## START WORKING DATA
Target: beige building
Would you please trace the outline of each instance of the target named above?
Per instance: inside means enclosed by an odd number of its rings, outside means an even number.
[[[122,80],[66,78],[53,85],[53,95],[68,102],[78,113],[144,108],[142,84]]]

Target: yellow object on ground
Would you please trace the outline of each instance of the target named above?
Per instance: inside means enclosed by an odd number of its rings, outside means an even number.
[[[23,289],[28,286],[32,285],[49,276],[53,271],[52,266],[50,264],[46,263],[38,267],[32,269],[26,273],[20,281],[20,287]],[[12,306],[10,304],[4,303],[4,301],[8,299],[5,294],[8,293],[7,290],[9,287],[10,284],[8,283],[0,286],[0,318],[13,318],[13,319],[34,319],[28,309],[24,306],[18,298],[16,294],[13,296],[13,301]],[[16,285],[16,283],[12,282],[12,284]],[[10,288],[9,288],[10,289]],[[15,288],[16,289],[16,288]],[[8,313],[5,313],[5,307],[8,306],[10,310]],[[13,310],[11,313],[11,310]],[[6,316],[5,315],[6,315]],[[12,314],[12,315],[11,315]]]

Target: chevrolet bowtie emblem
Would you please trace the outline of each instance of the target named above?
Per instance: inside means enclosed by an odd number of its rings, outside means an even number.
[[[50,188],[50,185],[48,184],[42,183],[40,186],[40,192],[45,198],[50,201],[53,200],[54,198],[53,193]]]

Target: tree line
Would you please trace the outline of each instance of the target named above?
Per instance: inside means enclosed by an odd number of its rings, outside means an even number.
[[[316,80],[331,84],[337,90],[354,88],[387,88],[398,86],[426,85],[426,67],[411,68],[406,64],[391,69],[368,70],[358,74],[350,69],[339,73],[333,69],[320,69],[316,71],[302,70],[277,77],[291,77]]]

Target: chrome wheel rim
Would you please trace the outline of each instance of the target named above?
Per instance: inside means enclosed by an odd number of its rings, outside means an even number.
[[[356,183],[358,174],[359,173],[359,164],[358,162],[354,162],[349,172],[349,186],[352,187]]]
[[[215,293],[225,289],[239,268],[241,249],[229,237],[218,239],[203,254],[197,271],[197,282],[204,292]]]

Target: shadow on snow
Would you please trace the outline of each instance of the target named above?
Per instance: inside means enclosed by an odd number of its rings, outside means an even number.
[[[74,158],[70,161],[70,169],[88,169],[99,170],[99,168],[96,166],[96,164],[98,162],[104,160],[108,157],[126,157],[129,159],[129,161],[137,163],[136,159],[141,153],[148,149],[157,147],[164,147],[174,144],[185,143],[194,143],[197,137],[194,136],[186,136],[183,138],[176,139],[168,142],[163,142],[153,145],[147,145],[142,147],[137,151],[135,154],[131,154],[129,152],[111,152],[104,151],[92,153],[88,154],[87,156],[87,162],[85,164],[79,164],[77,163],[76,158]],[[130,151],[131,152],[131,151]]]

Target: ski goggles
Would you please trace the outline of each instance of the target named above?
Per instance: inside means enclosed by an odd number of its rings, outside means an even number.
## END WORKING DATA
» EXERCISE DESCRIPTION: Reproduce each item above verbatim, line for line, leaving nothing out and changing nothing.

» EXERCISE RESPONSE:
Target: beige building
Would you please trace the outline of each instance of the target named above?
Per instance: inside means enclosed by an odd number of its rings, outside means an even number.
[[[122,80],[66,78],[53,85],[53,95],[68,102],[78,113],[144,108],[142,84]]]

Target: yellow object on ground
Would you please trace the outline of each instance of the target named above?
Per instance: inside means enclosed by an odd number of its rings, outside means an even number.
[[[23,289],[28,286],[32,285],[49,276],[53,271],[52,266],[50,264],[46,263],[38,267],[32,269],[26,273],[20,281],[20,287]],[[12,306],[10,304],[4,303],[4,301],[8,299],[5,294],[8,293],[7,290],[9,287],[10,284],[8,283],[0,286],[0,318],[13,318],[13,319],[34,319],[28,309],[24,306],[18,298],[16,294],[13,296],[13,301]],[[16,285],[16,283],[12,282],[12,284]],[[10,288],[9,288],[10,289]],[[15,288],[16,289],[16,288]],[[8,313],[5,313],[5,307],[8,306],[10,310]],[[13,310],[11,313],[11,310]],[[6,316],[5,315],[6,315]],[[12,314],[12,315],[11,315]]]

Target: chevrolet bowtie emblem
Would you please trace the outline of each instance of the target named above?
Per instance: inside means enclosed by an odd number of its rings, outside means an even number.
[[[50,188],[50,185],[48,184],[42,183],[40,186],[40,192],[45,198],[50,201],[53,200],[54,198],[53,193]]]

Target: tree line
Would you please trace the outline of each instance of the target named above?
Per instance: inside means enclosed by an odd number of its rings, outside means an even number.
[[[316,80],[331,84],[337,90],[354,88],[387,88],[398,86],[426,85],[426,67],[411,68],[406,64],[391,69],[368,70],[358,74],[350,69],[339,73],[333,69],[320,69],[316,71],[302,70],[277,77],[291,77]]]

Target: chrome wheel rim
Would you please trace the outline of each instance of the target named above?
Per instance: inside means enclosed by an odd number of its rings, outside means an even number.
[[[356,183],[358,174],[359,173],[359,164],[358,162],[354,162],[349,172],[349,186],[352,187]]]
[[[215,293],[225,289],[239,268],[241,249],[229,237],[218,239],[203,254],[197,271],[197,282],[204,292]]]

Target: shadow on snow
Would you please trace the outline of each instance of the target named above?
Per instance: inside means enclosed by an odd number of its rings, outside means an even number.
[[[74,158],[70,161],[70,169],[88,169],[99,170],[99,168],[96,166],[96,164],[98,162],[104,160],[108,157],[126,157],[129,159],[129,161],[137,163],[136,159],[141,153],[148,149],[157,147],[164,147],[174,144],[185,143],[194,143],[197,137],[194,136],[186,136],[183,138],[176,139],[168,142],[163,142],[153,145],[147,145],[142,147],[137,151],[135,154],[131,154],[129,152],[111,152],[104,151],[92,153],[88,154],[87,156],[87,162],[85,164],[79,164],[77,163],[76,158]],[[130,151],[131,152],[131,151]]]

Target: ski goggles
Would you please trace the outline of each instance of the target named above?
Per instance: inside means enclosed by an odd number of its rings, outside means an even number.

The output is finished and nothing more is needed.